>> Start EXCERPT
This week HitFix is revisiting some of the key turning points in recent entertainment history and considering what would have happened if history had turned a bit differently. What if...?

My first contribution for "What If?" week here at HitFix asked a very simple question. That's an easy one because it's an either/or proposition, and honestly, it's something I've thought about so many times in the last 20 years that it seemed like the most immediate and obvious topic to cover.

There's another question that I've been turning over for a while now, and it's a little more complicated. Part of it is based on something that was a real possibility, and the other part is based on speculation on my part about how a chain of events could have played out. I'm not saying that this scenario was ever going to happen, but that's not the game, is it? When you play "What If?", everything is possible, and so I'm going to posit something here that could have changed not only the landscape of modern cinema, but my life and the choices I've made about my work. Based on some of the responses I've gotten from other filmmakers for my vacation articles that will be running next year, I'm not the only one who would have been heavily impacted, either, which makes me wonder…

What if George Lucas and Francis Ford Coppola traded directorial duties on "Apocalypse Now" and "Star Wars"?

WHEN WAS IT?

"Star Wars" was released in 1977. "Apocalypse Now" was released in 1979. The two filmmakers were friends before that, though, and the timetable could easily have shifted if other choices had been made.
>> End EXCERPT
AIM: Extend the HitFix "What If?" piece on George Lucas and Francis Ford Coppola, picking up right after its last sentence.
>> Start RECORD LIST
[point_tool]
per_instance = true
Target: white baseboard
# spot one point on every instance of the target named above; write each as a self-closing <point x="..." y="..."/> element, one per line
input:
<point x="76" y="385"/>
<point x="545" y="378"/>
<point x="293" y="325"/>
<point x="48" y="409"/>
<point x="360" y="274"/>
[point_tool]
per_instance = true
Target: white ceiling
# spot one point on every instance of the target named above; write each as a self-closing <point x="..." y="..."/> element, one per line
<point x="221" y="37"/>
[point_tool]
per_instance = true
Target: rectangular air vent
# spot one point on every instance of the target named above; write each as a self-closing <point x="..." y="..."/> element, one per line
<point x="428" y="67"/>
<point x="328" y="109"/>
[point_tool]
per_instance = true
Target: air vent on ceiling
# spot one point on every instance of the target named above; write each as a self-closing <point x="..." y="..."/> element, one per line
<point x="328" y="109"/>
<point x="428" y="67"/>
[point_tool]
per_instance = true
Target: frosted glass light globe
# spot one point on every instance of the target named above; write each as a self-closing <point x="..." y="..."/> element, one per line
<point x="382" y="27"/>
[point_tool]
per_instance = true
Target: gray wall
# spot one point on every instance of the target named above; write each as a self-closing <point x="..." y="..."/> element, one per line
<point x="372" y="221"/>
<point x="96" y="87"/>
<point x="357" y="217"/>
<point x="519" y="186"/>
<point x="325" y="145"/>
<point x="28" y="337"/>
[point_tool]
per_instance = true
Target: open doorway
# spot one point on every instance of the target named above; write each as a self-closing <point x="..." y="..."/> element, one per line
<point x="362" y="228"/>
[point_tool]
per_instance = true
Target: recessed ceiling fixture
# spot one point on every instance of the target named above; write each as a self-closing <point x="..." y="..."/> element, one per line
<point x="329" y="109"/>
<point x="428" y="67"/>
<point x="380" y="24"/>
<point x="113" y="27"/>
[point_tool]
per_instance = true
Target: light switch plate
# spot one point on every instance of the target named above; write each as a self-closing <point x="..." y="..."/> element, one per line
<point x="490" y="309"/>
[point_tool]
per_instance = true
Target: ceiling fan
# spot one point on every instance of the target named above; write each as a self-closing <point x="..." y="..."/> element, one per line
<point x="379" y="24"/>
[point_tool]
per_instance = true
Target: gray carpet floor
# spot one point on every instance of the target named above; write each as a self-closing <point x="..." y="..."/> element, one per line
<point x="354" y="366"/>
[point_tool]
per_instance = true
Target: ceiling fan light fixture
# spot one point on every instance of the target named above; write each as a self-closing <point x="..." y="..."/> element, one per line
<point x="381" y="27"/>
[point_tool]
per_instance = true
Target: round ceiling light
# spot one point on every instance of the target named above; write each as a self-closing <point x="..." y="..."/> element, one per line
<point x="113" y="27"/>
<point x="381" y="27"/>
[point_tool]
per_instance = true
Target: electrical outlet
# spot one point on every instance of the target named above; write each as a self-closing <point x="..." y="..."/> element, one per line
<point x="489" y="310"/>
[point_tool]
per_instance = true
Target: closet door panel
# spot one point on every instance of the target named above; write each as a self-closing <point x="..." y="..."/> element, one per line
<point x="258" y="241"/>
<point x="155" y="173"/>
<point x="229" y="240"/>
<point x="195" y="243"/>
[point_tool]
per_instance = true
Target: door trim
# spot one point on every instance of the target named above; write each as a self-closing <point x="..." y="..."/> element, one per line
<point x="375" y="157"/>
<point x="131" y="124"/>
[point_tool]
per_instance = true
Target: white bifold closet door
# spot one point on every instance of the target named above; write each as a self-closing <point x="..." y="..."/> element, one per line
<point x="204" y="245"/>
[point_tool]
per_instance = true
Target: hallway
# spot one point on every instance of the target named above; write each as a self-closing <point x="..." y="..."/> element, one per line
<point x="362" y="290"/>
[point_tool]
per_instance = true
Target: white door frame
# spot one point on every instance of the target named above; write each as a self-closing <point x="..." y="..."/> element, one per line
>> End RECORD LIST
IN RESPONSE:
WHO WAS INVOLVED?

George Lucas. Francis Ford Coppola. Marcia Lucas. 20th Century Fox. Alan Ladd, Jr. Marlon Brando. Harrison Ford. Martin Sheen. Harvey Keitel. John Milius. Michael Herr. Steve McQueen. Wait… Steve McQueen? What the hell?

WHAT WAS THE RESULT?

Well, the result was nothing less than the creation of the modern blockbuster age as well as the beginning of the end of things for Coppola in terms of studio financing. "Star Wars" was more than just a hit film or a moneymaker. It was a full-blown cultural phenomenon, and the ripples from it are still playing out now as JJ Abrams gears up to make "Star Wars Episode VII" for 2015. "Apocalypse Now" almost killed Coppola, both literally and career-wise, and while the film tied with "The Tin Drum" at the Cannes Film Festival for the Palme d'Or, it also created a difficult-to-shake impression of Coppola as someone who was out of control financially, making studios nervous and pushing him to the point of personal bankruptcy for the first of several times.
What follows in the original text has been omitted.